- ARBEITSANWEISUNGEN:
Ersetze in den Zeilen von der Zeile mit "Box each distant aircraft you can see." bis einschließlich der Zeile mit "[636,350,1269,765]" die Angabe "winter greatcoat" durch "long wool coat", und gib diese Zeilen sonst unverändert wieder.

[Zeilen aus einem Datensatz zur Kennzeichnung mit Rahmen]
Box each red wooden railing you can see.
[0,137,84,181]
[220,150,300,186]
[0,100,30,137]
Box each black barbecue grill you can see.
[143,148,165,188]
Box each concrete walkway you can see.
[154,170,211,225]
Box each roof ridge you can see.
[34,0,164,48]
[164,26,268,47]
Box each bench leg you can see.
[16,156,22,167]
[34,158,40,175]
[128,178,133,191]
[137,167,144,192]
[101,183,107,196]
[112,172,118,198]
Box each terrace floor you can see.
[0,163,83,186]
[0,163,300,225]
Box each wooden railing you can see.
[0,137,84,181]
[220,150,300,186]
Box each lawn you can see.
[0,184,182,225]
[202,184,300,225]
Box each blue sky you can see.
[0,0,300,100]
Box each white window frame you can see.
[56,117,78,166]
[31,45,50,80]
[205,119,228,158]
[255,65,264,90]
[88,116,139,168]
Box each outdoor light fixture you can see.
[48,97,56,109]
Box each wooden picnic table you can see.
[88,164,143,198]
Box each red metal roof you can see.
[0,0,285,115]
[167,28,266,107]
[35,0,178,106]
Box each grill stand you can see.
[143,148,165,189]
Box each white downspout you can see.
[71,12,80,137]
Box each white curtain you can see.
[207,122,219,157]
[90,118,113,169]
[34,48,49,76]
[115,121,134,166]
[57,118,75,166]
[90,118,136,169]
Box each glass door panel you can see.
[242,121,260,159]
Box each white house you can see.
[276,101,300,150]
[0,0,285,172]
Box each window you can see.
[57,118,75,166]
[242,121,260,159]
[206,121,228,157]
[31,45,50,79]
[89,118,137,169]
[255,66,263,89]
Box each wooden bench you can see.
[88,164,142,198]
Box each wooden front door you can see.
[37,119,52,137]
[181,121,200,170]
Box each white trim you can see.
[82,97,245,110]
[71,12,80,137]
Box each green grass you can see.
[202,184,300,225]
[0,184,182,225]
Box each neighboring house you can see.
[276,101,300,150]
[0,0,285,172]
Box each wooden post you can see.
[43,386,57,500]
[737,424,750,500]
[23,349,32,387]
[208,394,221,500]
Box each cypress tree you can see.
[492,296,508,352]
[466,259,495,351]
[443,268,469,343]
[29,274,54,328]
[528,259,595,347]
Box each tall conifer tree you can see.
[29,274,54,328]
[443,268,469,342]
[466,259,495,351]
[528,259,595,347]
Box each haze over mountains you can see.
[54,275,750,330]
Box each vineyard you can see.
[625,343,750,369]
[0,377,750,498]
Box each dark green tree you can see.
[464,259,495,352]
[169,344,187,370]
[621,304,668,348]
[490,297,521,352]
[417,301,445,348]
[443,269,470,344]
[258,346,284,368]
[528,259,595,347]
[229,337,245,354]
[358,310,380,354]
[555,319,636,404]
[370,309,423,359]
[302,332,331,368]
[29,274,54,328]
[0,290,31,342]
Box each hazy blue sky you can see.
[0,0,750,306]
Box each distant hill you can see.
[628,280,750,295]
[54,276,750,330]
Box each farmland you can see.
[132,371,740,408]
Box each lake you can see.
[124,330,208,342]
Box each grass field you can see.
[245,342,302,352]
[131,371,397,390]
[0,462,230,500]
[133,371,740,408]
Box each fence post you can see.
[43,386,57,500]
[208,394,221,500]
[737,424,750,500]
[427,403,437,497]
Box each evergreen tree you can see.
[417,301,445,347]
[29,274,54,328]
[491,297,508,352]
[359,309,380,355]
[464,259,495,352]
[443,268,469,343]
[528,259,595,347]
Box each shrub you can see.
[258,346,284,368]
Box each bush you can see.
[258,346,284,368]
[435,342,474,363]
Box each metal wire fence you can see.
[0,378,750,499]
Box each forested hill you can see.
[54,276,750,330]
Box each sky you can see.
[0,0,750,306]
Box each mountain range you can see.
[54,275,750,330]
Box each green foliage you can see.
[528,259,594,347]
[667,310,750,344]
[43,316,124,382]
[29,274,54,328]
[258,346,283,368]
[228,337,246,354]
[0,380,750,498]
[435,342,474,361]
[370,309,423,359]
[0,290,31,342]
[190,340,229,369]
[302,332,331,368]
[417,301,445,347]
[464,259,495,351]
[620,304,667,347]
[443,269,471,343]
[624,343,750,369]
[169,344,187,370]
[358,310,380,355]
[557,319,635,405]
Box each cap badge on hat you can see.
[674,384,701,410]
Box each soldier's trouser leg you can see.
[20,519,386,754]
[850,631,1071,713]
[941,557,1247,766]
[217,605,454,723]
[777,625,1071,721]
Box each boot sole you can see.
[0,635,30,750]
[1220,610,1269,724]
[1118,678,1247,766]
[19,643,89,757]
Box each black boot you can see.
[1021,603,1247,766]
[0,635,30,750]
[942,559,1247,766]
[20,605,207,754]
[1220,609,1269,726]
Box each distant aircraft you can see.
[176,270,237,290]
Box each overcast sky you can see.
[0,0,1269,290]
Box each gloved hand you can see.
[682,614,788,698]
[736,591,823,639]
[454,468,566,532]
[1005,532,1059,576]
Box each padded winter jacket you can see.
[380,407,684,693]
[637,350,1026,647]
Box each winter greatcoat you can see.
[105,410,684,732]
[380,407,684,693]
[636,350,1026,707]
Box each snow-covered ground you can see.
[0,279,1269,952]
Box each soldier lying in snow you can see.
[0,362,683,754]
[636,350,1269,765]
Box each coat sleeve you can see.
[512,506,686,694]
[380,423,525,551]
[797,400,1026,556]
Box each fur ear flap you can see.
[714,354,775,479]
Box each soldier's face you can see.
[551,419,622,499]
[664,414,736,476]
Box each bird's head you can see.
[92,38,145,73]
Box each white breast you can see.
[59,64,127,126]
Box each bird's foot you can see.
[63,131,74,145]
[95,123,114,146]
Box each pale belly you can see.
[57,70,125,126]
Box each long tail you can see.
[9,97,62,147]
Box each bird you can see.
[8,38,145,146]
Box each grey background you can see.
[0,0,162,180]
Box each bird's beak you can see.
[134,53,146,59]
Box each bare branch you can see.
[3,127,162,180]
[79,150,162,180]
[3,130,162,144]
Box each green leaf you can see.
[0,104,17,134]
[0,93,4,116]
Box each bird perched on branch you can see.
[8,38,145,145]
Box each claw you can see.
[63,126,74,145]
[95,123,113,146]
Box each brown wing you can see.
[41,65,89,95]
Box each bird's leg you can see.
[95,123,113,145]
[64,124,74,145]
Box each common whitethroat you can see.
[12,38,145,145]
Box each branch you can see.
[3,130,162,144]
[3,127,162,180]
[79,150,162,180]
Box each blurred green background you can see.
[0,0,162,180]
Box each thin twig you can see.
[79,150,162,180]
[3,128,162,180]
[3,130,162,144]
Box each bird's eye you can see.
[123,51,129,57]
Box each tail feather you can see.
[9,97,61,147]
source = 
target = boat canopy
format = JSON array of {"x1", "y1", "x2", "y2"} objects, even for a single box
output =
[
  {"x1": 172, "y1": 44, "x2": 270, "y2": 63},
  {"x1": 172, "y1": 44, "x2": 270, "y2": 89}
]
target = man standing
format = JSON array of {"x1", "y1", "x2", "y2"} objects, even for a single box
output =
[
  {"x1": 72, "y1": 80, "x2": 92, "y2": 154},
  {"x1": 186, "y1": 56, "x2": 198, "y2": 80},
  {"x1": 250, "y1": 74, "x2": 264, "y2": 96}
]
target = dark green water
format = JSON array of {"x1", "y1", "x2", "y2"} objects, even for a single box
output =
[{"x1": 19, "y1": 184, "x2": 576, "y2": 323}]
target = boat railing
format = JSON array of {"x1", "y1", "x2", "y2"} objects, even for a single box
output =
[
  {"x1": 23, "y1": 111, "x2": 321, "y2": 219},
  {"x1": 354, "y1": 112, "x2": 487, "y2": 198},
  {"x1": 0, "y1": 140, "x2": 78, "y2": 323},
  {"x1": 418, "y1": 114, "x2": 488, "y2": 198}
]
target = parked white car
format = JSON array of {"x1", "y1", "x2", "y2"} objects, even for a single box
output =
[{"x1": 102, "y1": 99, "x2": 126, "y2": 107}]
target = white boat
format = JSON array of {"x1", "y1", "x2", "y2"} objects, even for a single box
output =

- LÖSUNG DER AUFGABE:
Box each distant aircraft you can see.
[176,270,237,290]
Box each overcast sky you can see.
[0,0,1269,290]
Box each gloved hand you can see.
[682,614,788,698]
[736,591,823,639]
[454,468,566,532]
[1005,532,1059,576]
Box each padded winter jacket you can see.
[380,407,684,693]
[637,350,1026,647]
Box each long wool coat you can see.
[105,410,684,732]
[380,407,684,693]
[636,350,1026,707]
Box each snow-covered ground you can see.
[0,279,1269,952]
Box each soldier lying in snow you can see.
[0,362,683,754]
[636,350,1269,765]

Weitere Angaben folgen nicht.